[Object location annotation data]

........

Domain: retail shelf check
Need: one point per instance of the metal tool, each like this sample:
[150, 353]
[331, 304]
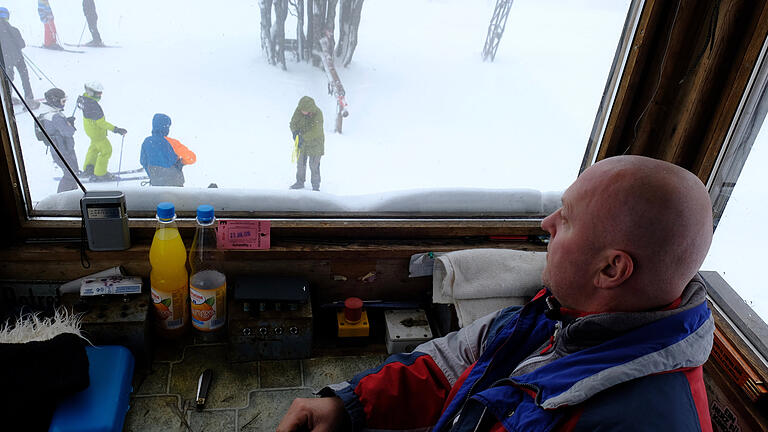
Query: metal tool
[202, 388]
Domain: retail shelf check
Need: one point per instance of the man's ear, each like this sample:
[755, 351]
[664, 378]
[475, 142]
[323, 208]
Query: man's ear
[617, 268]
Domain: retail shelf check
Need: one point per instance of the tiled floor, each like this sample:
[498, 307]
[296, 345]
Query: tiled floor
[243, 397]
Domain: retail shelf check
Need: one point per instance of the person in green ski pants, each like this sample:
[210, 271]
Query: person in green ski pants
[96, 127]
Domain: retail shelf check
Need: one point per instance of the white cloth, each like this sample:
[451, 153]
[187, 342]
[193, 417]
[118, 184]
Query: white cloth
[481, 281]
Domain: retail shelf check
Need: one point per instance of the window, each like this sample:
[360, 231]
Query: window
[738, 193]
[738, 247]
[433, 130]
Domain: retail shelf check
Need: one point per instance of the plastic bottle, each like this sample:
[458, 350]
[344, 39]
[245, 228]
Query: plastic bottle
[207, 285]
[168, 278]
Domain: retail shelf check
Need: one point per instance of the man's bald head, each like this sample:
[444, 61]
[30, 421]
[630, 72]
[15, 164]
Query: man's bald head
[655, 215]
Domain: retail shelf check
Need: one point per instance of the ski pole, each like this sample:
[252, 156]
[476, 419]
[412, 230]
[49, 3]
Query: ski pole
[35, 72]
[82, 33]
[31, 63]
[120, 163]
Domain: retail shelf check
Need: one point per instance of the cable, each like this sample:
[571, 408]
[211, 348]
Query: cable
[31, 63]
[120, 163]
[48, 137]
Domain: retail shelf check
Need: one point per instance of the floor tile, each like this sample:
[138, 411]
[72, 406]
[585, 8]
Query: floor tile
[319, 372]
[154, 414]
[280, 373]
[219, 421]
[231, 381]
[155, 381]
[170, 349]
[266, 409]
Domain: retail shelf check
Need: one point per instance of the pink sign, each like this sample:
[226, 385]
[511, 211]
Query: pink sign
[243, 234]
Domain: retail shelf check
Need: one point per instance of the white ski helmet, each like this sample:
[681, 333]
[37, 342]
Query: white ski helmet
[94, 88]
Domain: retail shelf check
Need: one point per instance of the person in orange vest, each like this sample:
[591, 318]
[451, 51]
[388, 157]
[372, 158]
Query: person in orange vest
[162, 156]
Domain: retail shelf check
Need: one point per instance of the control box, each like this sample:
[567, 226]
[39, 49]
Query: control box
[270, 318]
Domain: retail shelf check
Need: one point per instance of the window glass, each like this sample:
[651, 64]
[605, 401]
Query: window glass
[738, 247]
[431, 126]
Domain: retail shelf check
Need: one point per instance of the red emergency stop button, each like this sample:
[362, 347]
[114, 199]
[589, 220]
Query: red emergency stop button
[353, 309]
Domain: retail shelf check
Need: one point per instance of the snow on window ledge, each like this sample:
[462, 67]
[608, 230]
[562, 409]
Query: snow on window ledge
[447, 201]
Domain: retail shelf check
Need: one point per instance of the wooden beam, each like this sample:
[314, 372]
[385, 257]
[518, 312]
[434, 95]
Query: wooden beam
[685, 77]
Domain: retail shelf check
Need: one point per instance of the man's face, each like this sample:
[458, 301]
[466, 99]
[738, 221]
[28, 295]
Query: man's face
[572, 245]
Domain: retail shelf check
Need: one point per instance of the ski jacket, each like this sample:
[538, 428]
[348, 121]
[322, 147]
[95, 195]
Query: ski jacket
[62, 133]
[94, 123]
[44, 10]
[609, 371]
[12, 42]
[156, 150]
[309, 127]
[158, 157]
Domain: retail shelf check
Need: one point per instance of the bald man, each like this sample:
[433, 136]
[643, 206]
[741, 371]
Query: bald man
[615, 340]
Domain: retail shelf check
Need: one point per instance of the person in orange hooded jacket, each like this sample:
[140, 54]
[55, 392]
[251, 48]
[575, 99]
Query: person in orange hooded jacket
[162, 156]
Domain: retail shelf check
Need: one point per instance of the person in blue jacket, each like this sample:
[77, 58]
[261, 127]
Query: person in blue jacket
[163, 157]
[13, 43]
[61, 129]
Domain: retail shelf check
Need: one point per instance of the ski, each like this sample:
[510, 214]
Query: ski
[114, 180]
[92, 46]
[19, 107]
[131, 171]
[54, 49]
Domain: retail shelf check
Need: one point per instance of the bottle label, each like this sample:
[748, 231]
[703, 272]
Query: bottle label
[209, 307]
[169, 308]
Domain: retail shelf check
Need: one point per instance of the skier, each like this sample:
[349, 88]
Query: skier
[89, 9]
[164, 157]
[61, 130]
[51, 38]
[96, 127]
[307, 125]
[12, 43]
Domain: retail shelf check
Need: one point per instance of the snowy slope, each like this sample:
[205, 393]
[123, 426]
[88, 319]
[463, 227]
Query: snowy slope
[425, 111]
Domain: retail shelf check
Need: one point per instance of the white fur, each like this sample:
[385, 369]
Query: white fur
[30, 327]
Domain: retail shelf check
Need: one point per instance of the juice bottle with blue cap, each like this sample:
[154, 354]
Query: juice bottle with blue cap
[168, 278]
[207, 284]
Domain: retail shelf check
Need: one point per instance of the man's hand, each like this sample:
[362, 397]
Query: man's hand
[316, 414]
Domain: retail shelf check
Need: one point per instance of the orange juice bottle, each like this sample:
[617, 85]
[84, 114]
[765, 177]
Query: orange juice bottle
[168, 278]
[207, 284]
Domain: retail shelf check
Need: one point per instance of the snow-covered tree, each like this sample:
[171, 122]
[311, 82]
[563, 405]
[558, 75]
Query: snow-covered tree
[320, 23]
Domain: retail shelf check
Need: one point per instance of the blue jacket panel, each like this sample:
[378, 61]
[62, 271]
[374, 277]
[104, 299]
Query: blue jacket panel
[156, 150]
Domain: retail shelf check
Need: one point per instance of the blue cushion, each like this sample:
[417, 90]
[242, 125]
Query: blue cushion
[103, 405]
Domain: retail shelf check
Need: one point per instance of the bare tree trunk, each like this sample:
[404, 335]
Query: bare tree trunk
[334, 82]
[318, 27]
[310, 29]
[344, 13]
[278, 33]
[267, 45]
[349, 23]
[330, 22]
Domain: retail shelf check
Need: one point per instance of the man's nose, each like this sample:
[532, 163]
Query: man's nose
[548, 224]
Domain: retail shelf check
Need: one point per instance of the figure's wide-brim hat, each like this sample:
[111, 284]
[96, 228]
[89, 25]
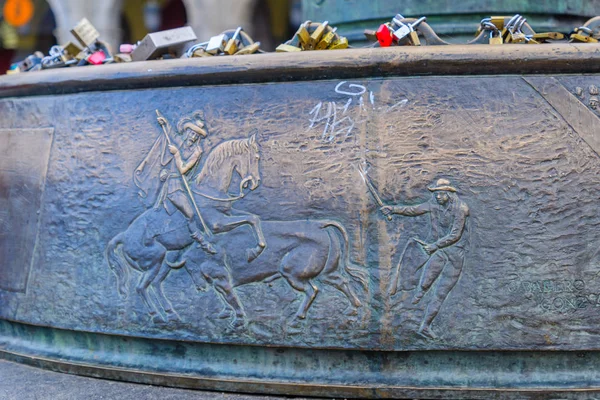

........

**Your goal:** Tally the lines in the entries above that contain the string "vest", treating case as significant, and give only the number.

**Answer below:** 2